(Point localization data)
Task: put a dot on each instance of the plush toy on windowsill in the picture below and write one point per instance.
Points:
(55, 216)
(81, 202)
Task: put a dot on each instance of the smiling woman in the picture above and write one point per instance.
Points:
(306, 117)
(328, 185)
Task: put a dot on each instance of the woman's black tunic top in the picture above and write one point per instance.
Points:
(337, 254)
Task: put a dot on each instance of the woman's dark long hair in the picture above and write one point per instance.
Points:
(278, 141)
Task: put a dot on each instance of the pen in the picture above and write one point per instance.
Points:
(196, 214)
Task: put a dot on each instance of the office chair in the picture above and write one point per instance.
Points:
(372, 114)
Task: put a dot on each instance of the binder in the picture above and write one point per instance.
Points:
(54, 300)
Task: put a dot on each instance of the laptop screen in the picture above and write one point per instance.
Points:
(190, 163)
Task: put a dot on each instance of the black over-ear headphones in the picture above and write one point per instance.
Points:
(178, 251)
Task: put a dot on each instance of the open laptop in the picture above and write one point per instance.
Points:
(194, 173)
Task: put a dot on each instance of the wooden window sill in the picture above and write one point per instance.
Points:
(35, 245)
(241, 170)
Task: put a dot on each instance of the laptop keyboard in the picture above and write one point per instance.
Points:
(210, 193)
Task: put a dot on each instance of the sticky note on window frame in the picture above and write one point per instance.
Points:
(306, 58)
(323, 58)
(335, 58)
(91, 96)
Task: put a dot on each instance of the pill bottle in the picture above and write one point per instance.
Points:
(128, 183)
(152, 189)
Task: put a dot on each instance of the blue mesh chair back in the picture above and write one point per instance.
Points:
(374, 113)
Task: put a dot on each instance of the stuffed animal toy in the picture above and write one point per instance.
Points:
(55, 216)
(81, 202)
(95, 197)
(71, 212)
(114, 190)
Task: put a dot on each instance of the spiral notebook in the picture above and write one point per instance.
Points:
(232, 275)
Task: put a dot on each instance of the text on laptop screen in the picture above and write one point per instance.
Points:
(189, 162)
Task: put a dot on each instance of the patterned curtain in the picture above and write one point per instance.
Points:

■ Problem to solve
Look above for the line containing "Task: put a dot on each instance of the stuffed". Output from there through the line containing "Task: put a dot on each instance of the spiral", exactly and inclusively.

■ Exercise solution
Task: put a dot on each instance of the stuffed animal toy in the picture above and write one point per instance.
Points:
(55, 216)
(81, 202)
(95, 197)
(71, 212)
(114, 190)
Task: put a dot on each instance of the spiral notebook in the picture above and write one point per instance.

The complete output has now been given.